DO THIS: Rewrite every line of the records below, requests included, multiplying each pixel coordinate in the answers by 0.3 and rounding to whole numbers (halves round up) while keeping the numbers in the requests unchanged. Leave the pictures out.

Entries on locating named things

★ ★ ★ ★ ★ ★ ★

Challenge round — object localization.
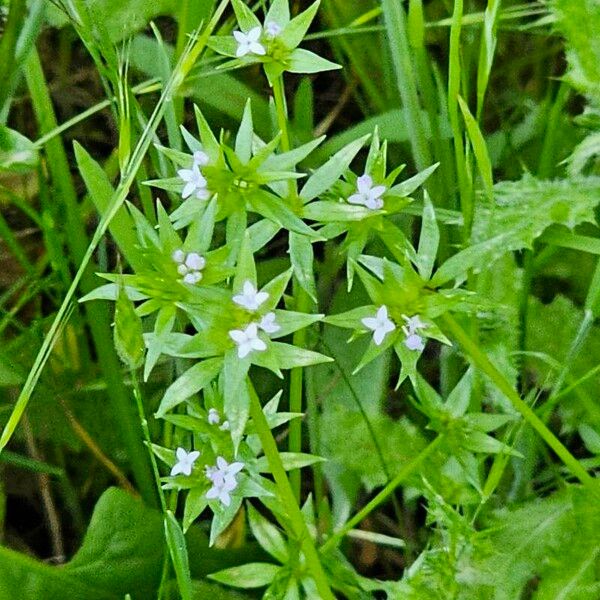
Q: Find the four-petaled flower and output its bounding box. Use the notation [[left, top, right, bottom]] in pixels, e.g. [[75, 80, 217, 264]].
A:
[[348, 173, 387, 210], [206, 456, 244, 506], [402, 315, 428, 352], [233, 26, 267, 58], [233, 281, 269, 310], [172, 250, 206, 285], [265, 21, 282, 39], [171, 448, 200, 477], [258, 312, 281, 333], [177, 162, 211, 200], [192, 150, 210, 167], [229, 323, 267, 358], [361, 305, 396, 346], [207, 408, 221, 425]]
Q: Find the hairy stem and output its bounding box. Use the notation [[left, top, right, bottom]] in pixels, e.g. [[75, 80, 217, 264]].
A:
[[249, 384, 335, 600], [321, 435, 443, 553], [442, 314, 596, 490]]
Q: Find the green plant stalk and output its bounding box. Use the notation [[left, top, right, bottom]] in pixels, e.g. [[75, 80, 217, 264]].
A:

★ ★ ★ ★ ★ ★ ★

FULL ANSWER:
Challenge round — object localization.
Q: Find the four-petaled flower and output its bounding box. Use the notation [[left, top, right, bottom]] in pixels, e.g. [[75, 80, 217, 264]].
A:
[[104, 52, 116, 63], [62, 137, 73, 152], [121, 95, 128, 106], [70, 8, 80, 17], [70, 84, 81, 93], [52, 75, 62, 86], [80, 6, 85, 12], [51, 134, 60, 143], [77, 94, 84, 100], [53, 49, 63, 60], [58, 45, 63, 50], [69, 97, 80, 107], [108, 92, 119, 104], [62, 122, 66, 128]]
Q: Find the hairy stem and output its bounding box. Use the notation [[left, top, right, bottom]] in pixels, e.g. [[75, 80, 217, 264]].
A:
[[75, 115, 101, 180], [96, 131, 133, 166], [133, 94, 179, 147]]
Q: Find the green plant stalk and output its bounding box. Use the notation [[left, top, right, bottom]] in pixels, e.g. [[75, 80, 217, 264]].
A:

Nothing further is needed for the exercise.